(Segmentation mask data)
/---
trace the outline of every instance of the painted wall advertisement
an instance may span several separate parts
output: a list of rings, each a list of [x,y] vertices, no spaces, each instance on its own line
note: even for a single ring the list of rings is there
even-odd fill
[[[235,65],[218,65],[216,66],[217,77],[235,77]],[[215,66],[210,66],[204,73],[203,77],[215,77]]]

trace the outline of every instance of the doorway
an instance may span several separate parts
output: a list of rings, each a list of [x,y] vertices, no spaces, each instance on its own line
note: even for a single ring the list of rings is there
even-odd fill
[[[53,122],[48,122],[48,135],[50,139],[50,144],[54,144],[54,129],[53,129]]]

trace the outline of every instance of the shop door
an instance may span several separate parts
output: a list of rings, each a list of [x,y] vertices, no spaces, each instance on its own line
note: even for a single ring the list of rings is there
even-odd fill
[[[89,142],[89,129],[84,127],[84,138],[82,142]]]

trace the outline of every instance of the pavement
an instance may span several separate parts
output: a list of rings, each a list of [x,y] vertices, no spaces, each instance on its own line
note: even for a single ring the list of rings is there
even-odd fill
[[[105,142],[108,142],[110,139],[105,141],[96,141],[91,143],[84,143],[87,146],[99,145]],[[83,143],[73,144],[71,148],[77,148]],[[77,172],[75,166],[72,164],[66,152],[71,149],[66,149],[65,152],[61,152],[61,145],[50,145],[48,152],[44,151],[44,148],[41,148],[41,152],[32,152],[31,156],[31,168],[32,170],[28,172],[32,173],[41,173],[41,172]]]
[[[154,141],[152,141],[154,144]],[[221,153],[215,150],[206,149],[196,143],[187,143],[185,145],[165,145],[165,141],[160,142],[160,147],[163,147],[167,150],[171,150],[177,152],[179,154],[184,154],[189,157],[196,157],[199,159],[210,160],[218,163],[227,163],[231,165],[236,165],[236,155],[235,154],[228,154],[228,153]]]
\---
**Aim of the exercise**
Reproduce every line of the data verbatim.

**Response**
trace the outline of every instance of the painted wall advertisement
an instance may span several separate parts
output: a list of rings, each a list of [x,y] vertices, no spaces, each instance on its own line
note: even for a single ring the list of rings is there
even-odd fill
[[[235,65],[218,65],[216,66],[217,77],[235,77]],[[215,66],[210,66],[204,73],[203,77],[215,77]]]

trace the outline of every instance of the doorway
an instance may span several separate parts
output: a list of rings, each a list of [x,y] vertices, no spaces, each instance on its own line
note: even for a single ring the list of rings is there
even-odd fill
[[[53,122],[48,122],[48,135],[50,139],[50,144],[54,144],[54,129],[53,129]]]

trace the outline of every instance of the shop door
an instance may span several separate parts
output: a list of rings, each a list of [x,y] vertices, no spaces, each instance on its own line
note: even for a single ring the list of rings is there
even-odd fill
[[[89,142],[89,129],[84,127],[84,138],[82,142]]]

trace the outline of every instance of the pavement
an instance may span several separate parts
output: a list of rings, each a list of [x,y] vertices, no spaces, each instance on its own line
note: even for a single ring the list of rings is there
even-odd fill
[[[105,142],[108,142],[110,139],[105,141],[96,141],[91,143],[84,143],[87,146],[99,145]],[[83,143],[73,144],[71,148],[77,148]],[[77,172],[75,166],[72,164],[66,152],[71,149],[66,149],[65,152],[61,152],[61,145],[50,145],[48,152],[44,151],[44,148],[41,148],[41,152],[32,152],[31,156],[31,168],[32,170],[28,172],[32,173],[41,173],[41,172]]]
[[[154,141],[152,141],[154,144]],[[221,153],[215,150],[206,149],[196,143],[187,143],[185,145],[165,145],[165,141],[160,142],[160,147],[163,147],[167,150],[171,150],[177,152],[179,154],[184,154],[189,157],[196,157],[199,159],[210,160],[218,163],[227,163],[231,165],[236,165],[236,155],[235,154],[228,154],[228,153]]]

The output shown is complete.